## DO THIS
Put the records below, from their start up to and including the line with "Target: rectangular window", into a Markdown table with the columns Row and Line text, numbering each row and skipping blank lines. Leave the pictures out of the table.

#### PROVIDED RECORDS

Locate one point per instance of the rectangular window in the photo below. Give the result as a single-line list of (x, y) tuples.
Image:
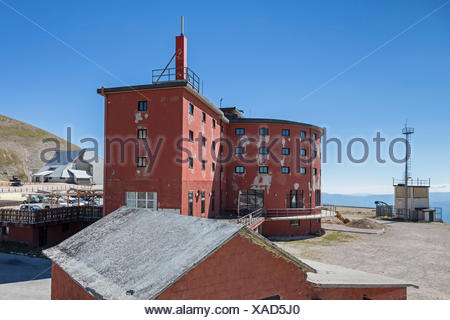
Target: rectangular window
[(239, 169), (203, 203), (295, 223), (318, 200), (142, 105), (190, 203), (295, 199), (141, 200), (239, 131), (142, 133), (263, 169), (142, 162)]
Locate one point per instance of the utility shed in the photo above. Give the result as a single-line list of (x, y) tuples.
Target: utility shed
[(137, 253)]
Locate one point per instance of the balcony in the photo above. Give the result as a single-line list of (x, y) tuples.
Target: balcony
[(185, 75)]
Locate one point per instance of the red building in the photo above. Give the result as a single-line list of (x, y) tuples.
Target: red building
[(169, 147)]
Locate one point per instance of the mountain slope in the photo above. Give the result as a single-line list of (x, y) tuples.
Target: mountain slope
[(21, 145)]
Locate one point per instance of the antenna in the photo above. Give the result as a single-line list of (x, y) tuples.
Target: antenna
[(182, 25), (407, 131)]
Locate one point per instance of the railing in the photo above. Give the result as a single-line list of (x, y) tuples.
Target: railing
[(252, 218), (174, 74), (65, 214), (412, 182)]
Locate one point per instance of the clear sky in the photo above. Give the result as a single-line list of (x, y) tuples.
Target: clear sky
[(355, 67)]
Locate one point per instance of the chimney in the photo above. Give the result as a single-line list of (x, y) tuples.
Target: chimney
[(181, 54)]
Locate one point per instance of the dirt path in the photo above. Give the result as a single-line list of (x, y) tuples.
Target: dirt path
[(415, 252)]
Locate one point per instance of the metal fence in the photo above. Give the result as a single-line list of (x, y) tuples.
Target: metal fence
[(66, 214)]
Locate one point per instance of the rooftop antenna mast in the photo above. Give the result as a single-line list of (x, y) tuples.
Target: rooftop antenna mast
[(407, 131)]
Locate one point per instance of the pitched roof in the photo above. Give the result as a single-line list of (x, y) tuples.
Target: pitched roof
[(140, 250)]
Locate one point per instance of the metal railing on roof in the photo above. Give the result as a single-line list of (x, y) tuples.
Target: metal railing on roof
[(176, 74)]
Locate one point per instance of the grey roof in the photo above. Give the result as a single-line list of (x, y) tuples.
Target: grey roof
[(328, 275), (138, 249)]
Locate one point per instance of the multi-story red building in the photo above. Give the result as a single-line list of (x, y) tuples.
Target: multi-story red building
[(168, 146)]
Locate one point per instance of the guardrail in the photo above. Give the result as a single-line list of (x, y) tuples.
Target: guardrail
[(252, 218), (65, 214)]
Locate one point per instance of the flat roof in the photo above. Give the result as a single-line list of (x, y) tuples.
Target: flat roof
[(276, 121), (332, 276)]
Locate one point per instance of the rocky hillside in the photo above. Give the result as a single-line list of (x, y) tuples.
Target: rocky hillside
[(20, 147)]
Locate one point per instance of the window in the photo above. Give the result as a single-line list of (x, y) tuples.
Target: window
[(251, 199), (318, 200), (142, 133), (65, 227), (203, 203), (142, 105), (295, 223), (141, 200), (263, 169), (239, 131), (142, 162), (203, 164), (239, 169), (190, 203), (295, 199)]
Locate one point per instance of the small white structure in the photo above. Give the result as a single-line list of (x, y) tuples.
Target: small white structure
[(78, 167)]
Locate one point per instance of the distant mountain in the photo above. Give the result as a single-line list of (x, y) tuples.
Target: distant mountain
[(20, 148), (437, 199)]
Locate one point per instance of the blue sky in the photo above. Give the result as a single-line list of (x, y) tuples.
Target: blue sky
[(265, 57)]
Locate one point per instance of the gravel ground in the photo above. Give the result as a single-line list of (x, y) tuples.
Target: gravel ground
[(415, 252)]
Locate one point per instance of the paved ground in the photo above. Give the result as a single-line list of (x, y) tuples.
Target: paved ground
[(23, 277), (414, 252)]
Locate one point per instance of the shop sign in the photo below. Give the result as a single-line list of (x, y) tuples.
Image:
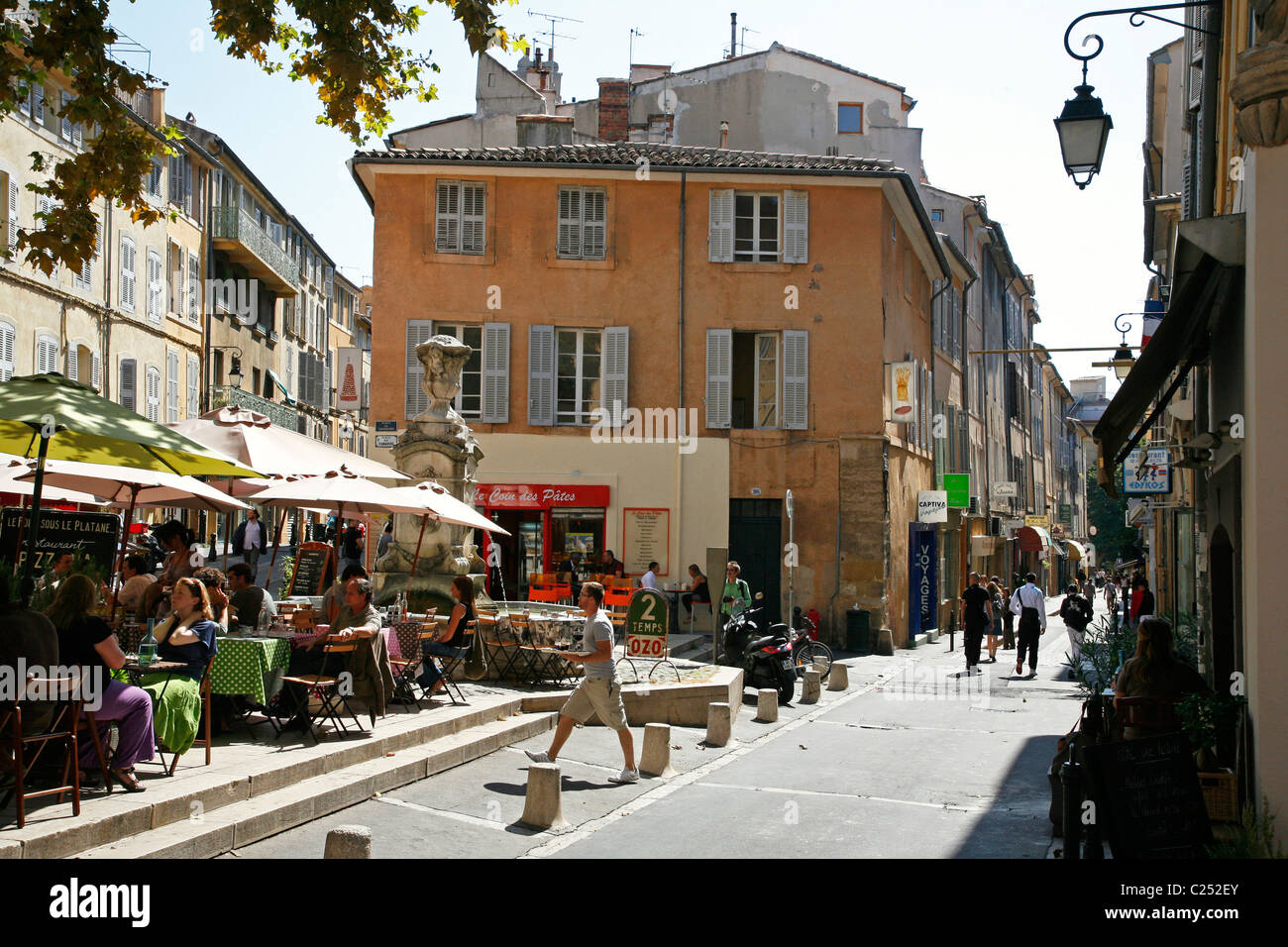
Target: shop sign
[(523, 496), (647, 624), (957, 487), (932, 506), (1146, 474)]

########

## REPLY
| Row | Line text |
|---|---|
| 1 | Locate one point per instance of the rectangular window in the photo below. Give the result as a single-line list of (x, y) tuples. |
| 2 | Image: |
| 3 | Target: rectangular window |